> _Task directions_: Wherever the word "query" appears in a line of the records, copy that line.

> _Information given_:
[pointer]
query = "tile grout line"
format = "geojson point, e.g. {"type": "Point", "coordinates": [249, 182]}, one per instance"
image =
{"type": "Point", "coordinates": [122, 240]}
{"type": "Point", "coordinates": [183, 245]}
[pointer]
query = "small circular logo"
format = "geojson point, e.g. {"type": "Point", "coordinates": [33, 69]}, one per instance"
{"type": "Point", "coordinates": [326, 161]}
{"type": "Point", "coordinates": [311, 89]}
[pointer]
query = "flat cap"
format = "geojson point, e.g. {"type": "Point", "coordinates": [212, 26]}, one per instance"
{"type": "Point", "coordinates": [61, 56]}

--

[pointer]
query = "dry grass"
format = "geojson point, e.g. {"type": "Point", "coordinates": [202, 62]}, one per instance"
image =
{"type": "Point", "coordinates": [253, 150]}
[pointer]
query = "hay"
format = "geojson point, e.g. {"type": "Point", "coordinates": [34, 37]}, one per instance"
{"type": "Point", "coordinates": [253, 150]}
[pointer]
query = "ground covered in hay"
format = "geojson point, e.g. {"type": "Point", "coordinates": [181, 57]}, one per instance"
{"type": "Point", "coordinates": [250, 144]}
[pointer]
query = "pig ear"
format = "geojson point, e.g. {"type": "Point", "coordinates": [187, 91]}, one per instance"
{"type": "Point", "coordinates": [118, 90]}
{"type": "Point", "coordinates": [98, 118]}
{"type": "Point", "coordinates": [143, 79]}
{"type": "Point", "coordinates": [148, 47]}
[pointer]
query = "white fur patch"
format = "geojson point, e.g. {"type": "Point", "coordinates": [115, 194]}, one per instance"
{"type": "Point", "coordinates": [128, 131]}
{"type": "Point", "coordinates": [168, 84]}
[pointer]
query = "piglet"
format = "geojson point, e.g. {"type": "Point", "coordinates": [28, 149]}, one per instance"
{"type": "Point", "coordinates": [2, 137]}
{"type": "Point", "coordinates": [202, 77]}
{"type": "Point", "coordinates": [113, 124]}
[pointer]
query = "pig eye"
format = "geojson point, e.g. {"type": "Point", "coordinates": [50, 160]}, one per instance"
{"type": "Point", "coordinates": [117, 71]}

> _Written solution_:
query = "tile grout line"
query = "small circular logo"
query = "flat cap"
query = "dry grass"
query = "hay"
query = "ground covered in hay"
query = "pig ear"
query = "white fur patch"
query = "piglet"
query = "pig eye"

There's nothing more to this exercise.